===== INPUT FOR THIS TASK

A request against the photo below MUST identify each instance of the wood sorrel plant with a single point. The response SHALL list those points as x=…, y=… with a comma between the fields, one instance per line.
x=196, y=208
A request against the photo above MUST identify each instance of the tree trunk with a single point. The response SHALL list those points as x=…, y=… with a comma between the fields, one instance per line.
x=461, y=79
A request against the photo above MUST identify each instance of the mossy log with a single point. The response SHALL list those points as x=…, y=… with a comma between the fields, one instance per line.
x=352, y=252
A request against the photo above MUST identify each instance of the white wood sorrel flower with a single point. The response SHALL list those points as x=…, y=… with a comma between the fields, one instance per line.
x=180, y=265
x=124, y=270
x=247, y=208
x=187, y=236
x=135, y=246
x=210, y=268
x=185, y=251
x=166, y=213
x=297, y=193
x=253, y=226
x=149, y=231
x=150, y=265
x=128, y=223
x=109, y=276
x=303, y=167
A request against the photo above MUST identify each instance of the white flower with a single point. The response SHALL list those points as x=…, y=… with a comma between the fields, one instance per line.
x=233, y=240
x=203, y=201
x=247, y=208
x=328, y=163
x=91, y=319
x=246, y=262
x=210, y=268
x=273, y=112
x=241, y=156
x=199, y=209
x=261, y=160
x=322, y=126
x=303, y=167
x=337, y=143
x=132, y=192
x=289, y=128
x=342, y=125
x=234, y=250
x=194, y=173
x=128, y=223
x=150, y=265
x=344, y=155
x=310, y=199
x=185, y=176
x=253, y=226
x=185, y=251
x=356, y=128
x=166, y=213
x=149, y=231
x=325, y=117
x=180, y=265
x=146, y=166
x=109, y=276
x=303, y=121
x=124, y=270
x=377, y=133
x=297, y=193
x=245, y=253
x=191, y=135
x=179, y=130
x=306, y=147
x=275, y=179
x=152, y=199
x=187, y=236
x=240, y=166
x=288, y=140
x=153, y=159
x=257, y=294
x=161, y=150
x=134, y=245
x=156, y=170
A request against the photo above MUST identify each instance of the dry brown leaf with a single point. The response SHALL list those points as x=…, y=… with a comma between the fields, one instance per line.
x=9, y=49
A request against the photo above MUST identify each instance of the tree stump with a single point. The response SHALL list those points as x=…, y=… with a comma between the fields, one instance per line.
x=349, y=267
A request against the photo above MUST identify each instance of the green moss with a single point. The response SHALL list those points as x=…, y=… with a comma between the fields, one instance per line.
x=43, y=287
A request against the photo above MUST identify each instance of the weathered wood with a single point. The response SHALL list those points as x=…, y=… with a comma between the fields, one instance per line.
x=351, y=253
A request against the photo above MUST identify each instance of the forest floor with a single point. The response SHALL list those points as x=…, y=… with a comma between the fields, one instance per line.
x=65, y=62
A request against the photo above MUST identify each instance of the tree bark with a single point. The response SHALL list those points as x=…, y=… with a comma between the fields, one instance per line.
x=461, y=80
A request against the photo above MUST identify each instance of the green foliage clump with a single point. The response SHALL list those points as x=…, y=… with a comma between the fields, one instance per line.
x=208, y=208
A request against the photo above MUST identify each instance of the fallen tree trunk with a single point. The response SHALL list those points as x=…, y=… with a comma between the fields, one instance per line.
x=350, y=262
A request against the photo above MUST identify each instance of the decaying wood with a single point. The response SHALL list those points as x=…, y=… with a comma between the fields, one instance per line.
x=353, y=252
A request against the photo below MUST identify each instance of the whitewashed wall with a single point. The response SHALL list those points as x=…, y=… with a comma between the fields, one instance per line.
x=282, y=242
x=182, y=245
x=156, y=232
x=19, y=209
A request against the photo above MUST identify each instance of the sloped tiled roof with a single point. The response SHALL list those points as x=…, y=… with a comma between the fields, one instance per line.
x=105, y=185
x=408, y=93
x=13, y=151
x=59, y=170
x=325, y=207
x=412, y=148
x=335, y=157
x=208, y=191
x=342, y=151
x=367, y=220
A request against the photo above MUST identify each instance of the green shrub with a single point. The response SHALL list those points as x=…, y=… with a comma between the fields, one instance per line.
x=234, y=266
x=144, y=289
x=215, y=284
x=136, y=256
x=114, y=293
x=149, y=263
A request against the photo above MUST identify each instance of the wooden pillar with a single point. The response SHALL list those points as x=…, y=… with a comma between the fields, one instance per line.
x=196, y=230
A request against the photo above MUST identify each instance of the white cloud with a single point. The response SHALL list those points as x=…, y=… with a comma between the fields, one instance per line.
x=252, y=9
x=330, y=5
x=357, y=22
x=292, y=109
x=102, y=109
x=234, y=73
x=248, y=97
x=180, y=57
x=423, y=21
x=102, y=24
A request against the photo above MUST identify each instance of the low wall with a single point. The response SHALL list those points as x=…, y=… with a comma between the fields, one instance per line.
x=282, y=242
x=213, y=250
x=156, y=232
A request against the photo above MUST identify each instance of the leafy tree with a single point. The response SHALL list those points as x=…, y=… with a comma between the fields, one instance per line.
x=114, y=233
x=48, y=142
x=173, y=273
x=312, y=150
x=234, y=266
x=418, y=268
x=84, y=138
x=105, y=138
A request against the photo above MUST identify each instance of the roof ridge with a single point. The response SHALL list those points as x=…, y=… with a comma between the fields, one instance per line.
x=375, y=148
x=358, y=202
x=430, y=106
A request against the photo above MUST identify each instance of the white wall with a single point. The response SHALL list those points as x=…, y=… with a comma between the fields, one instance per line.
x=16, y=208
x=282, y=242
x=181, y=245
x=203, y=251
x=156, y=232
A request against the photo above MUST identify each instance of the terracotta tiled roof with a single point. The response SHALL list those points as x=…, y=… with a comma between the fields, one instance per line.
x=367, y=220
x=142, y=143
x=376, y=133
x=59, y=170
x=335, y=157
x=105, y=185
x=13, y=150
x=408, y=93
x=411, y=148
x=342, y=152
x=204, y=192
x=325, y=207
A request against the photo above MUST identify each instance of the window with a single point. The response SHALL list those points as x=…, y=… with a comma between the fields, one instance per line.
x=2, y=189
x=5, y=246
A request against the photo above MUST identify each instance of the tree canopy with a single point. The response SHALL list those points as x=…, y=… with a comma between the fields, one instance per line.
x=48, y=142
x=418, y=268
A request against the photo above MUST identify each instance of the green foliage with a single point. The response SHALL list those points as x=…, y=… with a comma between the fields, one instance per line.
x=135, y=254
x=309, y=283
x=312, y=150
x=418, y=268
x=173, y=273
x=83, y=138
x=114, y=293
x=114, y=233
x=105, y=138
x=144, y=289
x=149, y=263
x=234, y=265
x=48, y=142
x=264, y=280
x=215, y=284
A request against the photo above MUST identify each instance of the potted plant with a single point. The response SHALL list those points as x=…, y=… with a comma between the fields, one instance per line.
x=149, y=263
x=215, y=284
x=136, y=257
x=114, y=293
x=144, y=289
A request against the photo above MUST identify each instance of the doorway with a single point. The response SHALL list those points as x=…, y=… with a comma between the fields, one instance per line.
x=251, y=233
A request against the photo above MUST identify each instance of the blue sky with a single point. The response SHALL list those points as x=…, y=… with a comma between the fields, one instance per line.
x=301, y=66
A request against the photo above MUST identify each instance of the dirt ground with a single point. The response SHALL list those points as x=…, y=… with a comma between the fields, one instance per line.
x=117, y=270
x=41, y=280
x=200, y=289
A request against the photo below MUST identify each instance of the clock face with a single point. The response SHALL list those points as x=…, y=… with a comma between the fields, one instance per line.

==========

▶ **TASK BRIEF**: Reproduce verbatim the entries above, starting at the very first line and ending with the line that contains "x=352, y=252", both ends included.

▶ **RESULT FOR THIS TASK**:
A request against the photo below MUST identify each instance of the wood sorrel plant with a single point. The response SHALL list those points as x=…, y=… with a comma between the fields, one instance per line.
x=196, y=208
A request against the photo above MUST identify each instance of the tree trunk with a single point. The response SHALL list those points as x=…, y=… with a comma between the fields, one instance per line.
x=461, y=79
A request against the photo above MUST identify each instance of the mossy log with a single point. The response SHALL list those points as x=…, y=… with a comma between the fields, one instance per line.
x=352, y=252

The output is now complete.